TO DO
Reproduce the records, swapping every "Visual grounding" for "Object localization" and leaving everything else unchanged.

Stored records
►
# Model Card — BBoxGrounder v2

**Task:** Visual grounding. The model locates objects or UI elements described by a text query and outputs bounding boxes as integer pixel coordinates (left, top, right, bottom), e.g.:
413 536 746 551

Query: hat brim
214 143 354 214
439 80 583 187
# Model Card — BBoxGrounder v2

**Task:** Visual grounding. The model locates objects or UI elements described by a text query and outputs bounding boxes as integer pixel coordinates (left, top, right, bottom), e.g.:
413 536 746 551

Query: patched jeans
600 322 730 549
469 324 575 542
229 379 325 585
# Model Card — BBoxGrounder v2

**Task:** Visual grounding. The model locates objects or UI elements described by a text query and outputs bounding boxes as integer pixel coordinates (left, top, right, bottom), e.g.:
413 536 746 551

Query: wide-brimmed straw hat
◄
ANSWER IN FULL
# Model Card — BBoxGrounder v2

**Task:** Object localization. The model locates objects or UI elements described by a text query and outputs bounding boxes as integer pixel coordinates (left, top, right, bottom), e.g.:
413 536 746 551

Query: hat brim
214 143 354 214
439 80 583 187
# Model Card — BBoxGrounder v2

**Task:** Object localization. The model locates objects or UI elements described by a text query and outputs bounding boxes as integer pixel coordinates (left, top, right, bottom), e.g.:
413 536 746 551

Query: patched jeans
600 322 730 549
469 324 575 542
229 379 325 585
# Model Card — BBoxGrounder v2

**Task:** Object localization. The model locates objects or UI elements described by a text query and outputs bounding boxes as integer pixel coordinates (left, top, right, bottom), e.g.:
413 536 746 551

Query: wide-brimmed straw hat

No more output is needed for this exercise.